Data for this task Start Marker
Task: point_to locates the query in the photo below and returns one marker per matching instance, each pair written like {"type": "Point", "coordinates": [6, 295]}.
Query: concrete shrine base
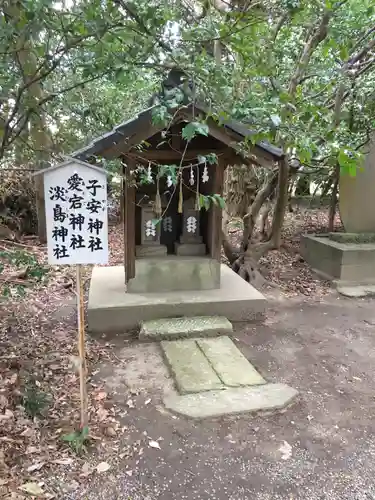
{"type": "Point", "coordinates": [112, 310]}
{"type": "Point", "coordinates": [342, 263]}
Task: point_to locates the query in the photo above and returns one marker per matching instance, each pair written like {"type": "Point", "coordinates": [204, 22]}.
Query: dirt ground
{"type": "Point", "coordinates": [322, 447]}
Data for this task End Marker
_Task directions_.
Leave out the pictures and print each record exactly as it stands.

_Task response_.
Task: point_to locates the query in the photo below and returns one marker per matching instance, each pair written like {"type": "Point", "coordinates": [6, 295]}.
Query: concrete shrine base
{"type": "Point", "coordinates": [112, 310]}
{"type": "Point", "coordinates": [342, 263]}
Task: point_to locates the query in the photo above and returns one marker per matching instance, each pair written like {"type": "Point", "coordinates": [204, 22]}.
Query: dirt ground
{"type": "Point", "coordinates": [322, 447]}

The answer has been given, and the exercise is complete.